The problem:
In the lines below, look for "with". Copy each line where it appears.

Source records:
▬▬▬
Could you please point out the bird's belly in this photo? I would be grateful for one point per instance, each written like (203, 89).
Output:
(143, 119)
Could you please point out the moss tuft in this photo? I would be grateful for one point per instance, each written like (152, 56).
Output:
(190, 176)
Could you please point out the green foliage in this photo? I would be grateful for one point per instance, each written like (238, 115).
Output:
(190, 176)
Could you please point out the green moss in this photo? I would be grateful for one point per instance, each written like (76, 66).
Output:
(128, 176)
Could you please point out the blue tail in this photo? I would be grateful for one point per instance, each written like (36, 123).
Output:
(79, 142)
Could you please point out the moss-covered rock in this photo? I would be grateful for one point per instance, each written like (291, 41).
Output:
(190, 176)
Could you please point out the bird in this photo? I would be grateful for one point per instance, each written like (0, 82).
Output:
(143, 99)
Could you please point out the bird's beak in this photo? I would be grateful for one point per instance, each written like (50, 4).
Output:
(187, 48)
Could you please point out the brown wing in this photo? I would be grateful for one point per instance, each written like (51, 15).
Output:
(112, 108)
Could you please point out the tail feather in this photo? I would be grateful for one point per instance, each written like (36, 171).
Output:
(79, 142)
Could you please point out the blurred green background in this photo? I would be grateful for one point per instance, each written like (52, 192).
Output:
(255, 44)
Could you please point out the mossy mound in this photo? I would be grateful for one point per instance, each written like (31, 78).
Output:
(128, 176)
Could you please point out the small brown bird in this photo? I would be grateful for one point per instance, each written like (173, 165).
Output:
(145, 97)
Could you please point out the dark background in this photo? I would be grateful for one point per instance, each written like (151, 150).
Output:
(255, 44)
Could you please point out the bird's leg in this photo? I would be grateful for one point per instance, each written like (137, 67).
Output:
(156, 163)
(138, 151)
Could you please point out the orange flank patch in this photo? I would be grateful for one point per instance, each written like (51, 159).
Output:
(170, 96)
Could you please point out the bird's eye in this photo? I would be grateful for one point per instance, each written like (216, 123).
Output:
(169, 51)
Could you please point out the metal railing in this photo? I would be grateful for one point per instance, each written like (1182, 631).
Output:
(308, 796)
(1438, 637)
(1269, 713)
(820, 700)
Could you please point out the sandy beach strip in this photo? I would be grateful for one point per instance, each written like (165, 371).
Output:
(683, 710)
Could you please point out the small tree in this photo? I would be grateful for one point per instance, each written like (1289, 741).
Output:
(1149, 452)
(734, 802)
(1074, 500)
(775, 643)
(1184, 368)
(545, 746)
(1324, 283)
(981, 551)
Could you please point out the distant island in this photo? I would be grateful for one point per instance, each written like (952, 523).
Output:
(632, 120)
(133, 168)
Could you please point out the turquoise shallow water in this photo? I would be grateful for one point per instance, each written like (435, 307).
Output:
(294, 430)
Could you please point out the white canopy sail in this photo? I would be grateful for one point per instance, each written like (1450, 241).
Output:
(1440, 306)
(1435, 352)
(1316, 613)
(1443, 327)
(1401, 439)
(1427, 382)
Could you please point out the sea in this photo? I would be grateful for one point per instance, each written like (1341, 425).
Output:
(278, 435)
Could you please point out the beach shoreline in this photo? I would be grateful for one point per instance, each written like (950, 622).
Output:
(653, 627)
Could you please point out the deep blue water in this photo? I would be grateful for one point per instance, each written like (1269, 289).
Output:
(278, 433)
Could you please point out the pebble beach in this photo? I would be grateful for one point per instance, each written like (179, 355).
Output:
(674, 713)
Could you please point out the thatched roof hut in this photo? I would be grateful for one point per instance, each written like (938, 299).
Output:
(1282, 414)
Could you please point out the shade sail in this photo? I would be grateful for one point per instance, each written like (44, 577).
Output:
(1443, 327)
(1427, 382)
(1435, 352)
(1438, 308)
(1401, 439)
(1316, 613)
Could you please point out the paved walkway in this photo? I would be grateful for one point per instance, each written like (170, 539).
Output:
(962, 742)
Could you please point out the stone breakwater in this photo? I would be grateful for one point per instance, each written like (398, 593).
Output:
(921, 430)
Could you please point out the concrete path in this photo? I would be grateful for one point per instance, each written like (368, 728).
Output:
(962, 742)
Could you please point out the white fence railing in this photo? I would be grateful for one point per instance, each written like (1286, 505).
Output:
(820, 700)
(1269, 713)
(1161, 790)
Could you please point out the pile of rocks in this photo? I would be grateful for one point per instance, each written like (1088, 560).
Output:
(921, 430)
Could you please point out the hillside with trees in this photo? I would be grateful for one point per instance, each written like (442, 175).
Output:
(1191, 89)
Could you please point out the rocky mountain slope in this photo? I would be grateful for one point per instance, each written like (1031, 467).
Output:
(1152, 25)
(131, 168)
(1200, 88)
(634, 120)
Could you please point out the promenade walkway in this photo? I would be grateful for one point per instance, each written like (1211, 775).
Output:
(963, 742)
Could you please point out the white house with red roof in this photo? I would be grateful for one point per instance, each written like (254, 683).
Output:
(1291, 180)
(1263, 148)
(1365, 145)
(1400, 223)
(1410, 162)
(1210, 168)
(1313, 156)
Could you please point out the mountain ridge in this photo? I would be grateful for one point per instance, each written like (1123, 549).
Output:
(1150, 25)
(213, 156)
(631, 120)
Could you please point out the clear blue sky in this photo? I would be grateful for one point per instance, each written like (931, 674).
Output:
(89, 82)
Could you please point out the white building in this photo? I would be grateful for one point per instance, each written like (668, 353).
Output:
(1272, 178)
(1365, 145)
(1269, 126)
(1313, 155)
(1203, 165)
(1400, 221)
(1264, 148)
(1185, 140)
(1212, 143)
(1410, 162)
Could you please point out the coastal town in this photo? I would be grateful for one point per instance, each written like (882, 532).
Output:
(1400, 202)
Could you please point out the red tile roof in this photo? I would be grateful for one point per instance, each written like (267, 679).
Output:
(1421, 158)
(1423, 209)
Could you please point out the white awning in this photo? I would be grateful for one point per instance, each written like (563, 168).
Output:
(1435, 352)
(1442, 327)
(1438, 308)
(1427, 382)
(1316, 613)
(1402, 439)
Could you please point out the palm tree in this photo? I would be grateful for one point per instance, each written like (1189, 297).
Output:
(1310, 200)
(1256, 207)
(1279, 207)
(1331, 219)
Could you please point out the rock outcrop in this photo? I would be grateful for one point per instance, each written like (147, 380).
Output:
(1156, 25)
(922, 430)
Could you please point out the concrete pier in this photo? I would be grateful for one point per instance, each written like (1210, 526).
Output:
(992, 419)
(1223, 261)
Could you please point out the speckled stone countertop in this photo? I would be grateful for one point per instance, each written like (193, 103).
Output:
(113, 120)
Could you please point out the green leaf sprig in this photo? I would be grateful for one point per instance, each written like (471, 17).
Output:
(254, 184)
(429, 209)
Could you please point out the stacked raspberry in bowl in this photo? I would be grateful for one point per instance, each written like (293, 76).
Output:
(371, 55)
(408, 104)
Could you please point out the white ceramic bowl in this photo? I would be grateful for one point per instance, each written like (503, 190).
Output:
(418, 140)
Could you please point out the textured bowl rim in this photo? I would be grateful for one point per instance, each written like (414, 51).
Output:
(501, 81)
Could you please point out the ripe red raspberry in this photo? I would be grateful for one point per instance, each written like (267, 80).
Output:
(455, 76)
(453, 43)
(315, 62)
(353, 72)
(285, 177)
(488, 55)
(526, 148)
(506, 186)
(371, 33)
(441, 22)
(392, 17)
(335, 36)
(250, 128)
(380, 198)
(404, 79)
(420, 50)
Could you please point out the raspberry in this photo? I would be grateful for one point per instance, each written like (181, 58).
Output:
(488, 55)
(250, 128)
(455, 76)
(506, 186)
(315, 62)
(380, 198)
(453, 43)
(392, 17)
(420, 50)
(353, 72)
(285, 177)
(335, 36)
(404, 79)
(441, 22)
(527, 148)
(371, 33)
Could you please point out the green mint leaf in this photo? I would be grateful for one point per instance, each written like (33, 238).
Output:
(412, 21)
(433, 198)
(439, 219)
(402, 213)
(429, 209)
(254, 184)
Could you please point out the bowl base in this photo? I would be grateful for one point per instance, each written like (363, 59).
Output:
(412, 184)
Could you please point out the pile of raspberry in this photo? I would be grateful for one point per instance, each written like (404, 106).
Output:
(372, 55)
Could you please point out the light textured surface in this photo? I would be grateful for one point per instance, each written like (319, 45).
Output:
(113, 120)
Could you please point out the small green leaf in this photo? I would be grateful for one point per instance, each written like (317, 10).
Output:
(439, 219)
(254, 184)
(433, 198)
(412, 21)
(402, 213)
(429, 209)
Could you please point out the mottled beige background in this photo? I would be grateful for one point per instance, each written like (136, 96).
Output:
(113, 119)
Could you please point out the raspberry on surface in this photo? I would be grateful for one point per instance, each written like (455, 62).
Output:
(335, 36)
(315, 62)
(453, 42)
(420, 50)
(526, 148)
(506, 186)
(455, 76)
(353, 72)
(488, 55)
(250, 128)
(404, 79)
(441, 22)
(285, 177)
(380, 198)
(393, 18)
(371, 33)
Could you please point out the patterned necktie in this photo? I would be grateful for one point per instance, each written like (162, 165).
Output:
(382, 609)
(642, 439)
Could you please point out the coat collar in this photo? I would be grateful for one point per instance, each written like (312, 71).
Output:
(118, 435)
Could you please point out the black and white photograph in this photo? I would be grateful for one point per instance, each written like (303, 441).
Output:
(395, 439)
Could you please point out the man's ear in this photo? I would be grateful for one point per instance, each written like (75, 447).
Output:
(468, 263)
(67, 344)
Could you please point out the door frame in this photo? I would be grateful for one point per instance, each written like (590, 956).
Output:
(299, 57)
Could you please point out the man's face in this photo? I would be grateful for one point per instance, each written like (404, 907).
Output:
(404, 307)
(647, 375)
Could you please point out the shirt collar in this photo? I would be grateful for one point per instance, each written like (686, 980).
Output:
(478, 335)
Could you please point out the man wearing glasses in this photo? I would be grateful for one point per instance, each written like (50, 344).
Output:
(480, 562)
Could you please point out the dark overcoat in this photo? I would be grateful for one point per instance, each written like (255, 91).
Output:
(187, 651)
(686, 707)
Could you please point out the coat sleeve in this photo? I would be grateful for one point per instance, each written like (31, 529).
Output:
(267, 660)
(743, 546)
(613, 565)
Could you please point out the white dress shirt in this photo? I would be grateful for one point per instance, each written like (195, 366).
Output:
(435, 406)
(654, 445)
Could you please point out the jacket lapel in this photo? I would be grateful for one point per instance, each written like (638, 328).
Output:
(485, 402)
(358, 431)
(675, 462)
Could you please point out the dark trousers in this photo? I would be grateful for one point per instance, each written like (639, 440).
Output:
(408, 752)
▬▬▬
Written response:
Could you please point out the hillside with trees in this photo? I would be grateful for one point per instance, each written like (442, 175).
Could you please point out the white house with red roof in this photo? I would be grateful for one point per instance, each written like (254, 683).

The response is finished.